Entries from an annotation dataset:
####################
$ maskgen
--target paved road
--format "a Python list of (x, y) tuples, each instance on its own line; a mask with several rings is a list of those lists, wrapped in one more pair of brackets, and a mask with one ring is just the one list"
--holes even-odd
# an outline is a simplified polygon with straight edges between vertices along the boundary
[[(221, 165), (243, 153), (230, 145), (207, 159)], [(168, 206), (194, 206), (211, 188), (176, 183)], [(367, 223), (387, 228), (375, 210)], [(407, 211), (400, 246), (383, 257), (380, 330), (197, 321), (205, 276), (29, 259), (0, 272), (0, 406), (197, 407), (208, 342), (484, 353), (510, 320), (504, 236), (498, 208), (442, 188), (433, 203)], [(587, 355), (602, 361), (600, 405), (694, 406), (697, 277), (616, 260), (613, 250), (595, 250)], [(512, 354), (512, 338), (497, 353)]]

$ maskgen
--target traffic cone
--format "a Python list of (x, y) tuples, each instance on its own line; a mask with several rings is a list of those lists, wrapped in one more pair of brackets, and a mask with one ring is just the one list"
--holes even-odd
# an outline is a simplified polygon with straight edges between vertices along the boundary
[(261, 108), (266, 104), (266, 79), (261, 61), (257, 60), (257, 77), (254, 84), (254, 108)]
####################
REQUEST:
Edit the entries above by replacing every "even-odd" with "nonzero", and leave everything else as it is.

ANSWER TO THE EXERCISE:
$ maskgen
--target paved road
--format "a Python list of (x, y) tuples, each instance on its own line; a mask with several rings is a list of those lists, wrapped in one more pair of brackets, and a mask with one ring is just the one list"
--holes nonzero
# an outline is a simplified polygon with straight edges between vertices along the boundary
[[(221, 165), (243, 153), (230, 145), (207, 159)], [(168, 206), (194, 206), (211, 188), (176, 183)], [(367, 223), (387, 228), (375, 210)], [(407, 211), (400, 246), (383, 257), (380, 330), (197, 321), (205, 276), (29, 259), (0, 272), (0, 406), (197, 407), (208, 342), (484, 353), (510, 320), (504, 236), (498, 208), (442, 188), (433, 203)], [(587, 355), (602, 361), (600, 405), (694, 406), (697, 277), (616, 260), (613, 250), (595, 250)], [(512, 354), (512, 338), (497, 353)]]

$ maskgen
--target traffic cone
--format "a Python list of (x, y) tuples, each instance on its own line; a mask with several rings is a list of those lists, wrapped in one more pair of brackets, and a mask with one ring is just the one list"
--holes nonzero
# an outline is a simplified polygon with straight edges between vertices along the boundary
[(261, 108), (266, 104), (266, 79), (261, 61), (257, 60), (257, 77), (254, 84), (254, 108)]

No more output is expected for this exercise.